— YOUR ASSIGNMENT —
Work through the data line by line, gathering every line that has the word "deciduous".

[Saved entries]
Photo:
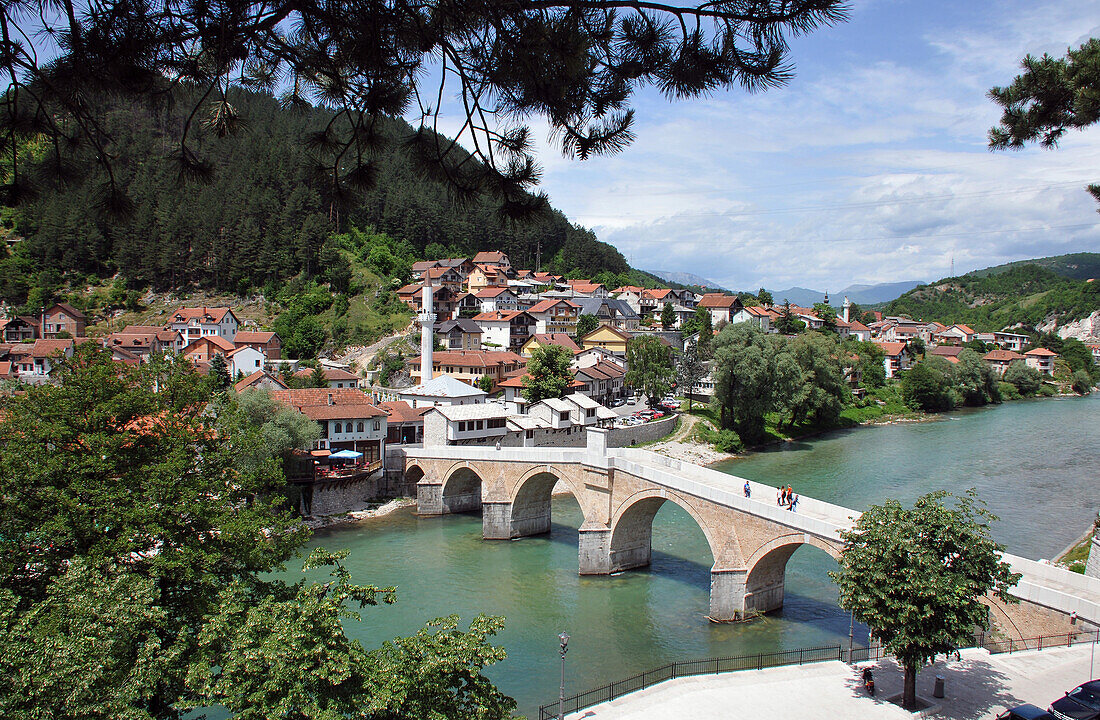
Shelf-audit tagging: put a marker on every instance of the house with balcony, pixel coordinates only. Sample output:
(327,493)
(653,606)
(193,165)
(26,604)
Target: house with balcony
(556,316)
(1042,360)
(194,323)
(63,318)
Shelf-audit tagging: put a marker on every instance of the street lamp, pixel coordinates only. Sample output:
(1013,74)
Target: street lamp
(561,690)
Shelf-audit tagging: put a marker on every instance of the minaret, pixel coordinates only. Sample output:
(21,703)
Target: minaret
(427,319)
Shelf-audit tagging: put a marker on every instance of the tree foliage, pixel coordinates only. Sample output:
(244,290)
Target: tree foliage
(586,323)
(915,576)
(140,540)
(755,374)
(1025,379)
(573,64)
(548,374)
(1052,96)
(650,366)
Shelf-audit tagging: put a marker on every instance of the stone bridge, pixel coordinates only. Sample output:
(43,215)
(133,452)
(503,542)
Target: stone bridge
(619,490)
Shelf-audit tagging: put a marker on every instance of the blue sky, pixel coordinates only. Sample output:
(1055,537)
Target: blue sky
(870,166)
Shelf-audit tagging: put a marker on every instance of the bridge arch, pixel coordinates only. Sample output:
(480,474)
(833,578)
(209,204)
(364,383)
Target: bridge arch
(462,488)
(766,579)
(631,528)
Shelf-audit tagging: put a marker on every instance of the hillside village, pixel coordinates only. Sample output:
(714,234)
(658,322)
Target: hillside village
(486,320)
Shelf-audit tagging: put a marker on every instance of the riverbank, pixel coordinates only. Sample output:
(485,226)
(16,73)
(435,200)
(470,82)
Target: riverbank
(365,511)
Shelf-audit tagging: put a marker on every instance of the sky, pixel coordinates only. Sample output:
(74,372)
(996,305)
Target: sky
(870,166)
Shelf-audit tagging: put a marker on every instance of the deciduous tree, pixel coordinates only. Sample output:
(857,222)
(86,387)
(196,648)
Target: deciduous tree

...

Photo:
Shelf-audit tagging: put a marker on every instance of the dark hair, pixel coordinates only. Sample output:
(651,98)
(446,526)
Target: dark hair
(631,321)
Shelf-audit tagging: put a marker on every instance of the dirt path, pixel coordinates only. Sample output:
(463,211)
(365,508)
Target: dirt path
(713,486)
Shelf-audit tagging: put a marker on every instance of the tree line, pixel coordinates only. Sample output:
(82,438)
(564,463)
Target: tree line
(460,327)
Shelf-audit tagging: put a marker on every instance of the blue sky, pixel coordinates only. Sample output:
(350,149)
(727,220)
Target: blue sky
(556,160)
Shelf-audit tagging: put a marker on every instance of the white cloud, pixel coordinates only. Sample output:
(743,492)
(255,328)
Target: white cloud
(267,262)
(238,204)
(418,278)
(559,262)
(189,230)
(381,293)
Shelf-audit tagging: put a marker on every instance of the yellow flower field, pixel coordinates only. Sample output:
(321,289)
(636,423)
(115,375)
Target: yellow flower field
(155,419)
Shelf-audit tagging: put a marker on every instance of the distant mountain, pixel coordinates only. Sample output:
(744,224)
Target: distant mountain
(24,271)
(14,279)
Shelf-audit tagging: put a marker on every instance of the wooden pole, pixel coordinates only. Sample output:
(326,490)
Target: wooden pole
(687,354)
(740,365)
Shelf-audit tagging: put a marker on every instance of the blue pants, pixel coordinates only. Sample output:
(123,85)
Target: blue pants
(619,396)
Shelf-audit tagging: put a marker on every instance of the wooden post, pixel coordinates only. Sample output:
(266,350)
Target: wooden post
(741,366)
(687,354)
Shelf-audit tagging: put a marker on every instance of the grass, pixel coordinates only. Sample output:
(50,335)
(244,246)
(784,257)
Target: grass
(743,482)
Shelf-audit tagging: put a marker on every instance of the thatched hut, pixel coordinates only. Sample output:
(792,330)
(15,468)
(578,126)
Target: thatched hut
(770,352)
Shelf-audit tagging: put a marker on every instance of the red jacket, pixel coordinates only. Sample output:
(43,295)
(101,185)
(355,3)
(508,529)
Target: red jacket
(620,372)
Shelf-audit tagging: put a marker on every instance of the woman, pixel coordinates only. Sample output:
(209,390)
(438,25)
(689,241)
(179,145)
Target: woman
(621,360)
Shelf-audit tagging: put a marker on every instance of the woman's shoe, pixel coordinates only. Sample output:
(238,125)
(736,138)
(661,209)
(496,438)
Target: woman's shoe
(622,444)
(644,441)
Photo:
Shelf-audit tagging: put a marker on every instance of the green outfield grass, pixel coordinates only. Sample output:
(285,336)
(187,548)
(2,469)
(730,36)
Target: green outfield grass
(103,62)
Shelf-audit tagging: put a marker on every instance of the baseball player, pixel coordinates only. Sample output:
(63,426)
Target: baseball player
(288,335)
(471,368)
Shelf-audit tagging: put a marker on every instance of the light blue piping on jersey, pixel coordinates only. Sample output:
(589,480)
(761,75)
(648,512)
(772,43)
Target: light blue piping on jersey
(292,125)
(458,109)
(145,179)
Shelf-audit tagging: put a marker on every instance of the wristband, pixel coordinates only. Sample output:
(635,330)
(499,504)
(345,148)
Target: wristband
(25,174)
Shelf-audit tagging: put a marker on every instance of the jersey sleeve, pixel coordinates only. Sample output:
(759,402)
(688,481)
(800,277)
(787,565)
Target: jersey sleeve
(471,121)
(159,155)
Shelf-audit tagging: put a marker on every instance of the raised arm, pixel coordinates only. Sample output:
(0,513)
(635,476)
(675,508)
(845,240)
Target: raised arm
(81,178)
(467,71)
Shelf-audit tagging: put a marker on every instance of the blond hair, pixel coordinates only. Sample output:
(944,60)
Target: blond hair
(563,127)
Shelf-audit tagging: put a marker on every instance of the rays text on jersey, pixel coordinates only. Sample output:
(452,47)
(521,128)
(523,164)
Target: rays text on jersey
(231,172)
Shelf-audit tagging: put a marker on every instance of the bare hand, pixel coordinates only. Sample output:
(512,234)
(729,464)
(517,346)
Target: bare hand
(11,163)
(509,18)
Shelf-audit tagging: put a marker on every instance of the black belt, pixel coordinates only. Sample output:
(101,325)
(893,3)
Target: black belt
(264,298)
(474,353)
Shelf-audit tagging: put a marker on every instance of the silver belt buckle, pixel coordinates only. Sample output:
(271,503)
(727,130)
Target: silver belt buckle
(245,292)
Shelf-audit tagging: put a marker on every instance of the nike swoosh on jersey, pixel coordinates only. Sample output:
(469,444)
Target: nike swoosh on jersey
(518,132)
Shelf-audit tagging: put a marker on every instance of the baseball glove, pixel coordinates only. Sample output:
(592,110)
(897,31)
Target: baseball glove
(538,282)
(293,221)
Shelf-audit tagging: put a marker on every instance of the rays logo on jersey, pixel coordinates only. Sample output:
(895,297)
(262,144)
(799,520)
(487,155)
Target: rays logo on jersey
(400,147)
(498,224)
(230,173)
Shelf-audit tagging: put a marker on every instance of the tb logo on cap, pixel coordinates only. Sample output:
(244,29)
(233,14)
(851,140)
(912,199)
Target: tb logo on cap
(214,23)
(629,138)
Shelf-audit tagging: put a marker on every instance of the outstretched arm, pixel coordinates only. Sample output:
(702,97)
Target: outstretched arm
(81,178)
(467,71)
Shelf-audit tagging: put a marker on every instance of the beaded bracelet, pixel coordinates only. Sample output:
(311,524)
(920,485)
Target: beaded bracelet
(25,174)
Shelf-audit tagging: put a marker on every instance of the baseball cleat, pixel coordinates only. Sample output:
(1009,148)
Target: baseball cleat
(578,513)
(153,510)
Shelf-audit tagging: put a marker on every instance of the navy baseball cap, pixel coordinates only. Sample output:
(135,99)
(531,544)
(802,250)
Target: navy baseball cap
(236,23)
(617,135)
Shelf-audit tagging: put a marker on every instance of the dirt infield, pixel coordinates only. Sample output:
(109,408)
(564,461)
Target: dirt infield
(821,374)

==

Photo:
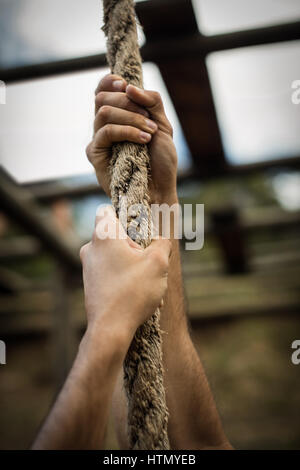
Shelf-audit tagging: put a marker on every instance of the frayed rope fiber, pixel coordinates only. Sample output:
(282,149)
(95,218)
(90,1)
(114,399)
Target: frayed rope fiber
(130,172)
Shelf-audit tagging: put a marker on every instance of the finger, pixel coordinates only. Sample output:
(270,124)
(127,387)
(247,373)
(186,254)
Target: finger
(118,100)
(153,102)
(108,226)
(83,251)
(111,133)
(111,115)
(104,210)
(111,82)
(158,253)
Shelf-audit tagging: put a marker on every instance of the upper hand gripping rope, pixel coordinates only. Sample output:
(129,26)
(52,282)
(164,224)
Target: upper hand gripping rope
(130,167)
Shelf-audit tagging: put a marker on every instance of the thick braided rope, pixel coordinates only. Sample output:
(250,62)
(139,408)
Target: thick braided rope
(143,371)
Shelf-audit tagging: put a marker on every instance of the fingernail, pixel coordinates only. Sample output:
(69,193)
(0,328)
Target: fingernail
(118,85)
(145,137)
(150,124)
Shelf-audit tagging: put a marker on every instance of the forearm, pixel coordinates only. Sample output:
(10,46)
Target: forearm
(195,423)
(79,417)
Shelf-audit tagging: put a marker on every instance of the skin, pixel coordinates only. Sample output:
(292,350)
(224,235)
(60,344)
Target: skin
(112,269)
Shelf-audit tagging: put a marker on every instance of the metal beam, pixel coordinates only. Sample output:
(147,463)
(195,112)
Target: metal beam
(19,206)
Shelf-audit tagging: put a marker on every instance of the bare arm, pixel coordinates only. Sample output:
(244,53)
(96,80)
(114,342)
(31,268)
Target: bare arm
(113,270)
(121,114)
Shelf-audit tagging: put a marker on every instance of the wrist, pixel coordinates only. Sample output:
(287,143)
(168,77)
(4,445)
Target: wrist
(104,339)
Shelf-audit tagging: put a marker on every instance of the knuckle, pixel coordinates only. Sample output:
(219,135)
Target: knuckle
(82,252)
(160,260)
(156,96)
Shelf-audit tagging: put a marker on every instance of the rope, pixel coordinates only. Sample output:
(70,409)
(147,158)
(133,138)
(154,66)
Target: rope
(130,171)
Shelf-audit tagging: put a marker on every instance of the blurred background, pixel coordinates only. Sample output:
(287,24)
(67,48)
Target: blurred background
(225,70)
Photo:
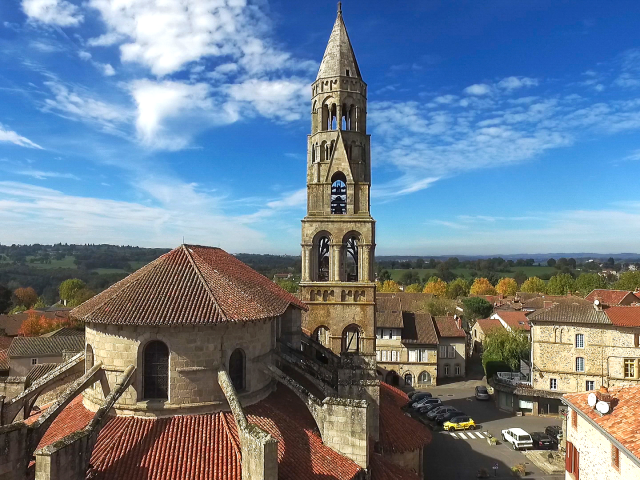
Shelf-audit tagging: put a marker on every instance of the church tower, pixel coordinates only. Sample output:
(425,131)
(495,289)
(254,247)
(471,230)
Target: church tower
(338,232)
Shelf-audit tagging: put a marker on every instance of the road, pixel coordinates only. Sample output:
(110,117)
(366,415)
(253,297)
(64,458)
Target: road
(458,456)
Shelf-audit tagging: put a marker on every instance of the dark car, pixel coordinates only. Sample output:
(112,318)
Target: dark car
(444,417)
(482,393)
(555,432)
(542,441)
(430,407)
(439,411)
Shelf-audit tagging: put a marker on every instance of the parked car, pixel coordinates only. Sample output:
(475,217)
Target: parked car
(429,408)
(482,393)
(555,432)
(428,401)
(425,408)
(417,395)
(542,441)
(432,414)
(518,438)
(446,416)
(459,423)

— SOLUTION FOR THIS PROBLEM —
Shelf-audit tagging: put a marker on every instance of the deciduous tree, pixel coordinates only. Sample output:
Target: deciduous tree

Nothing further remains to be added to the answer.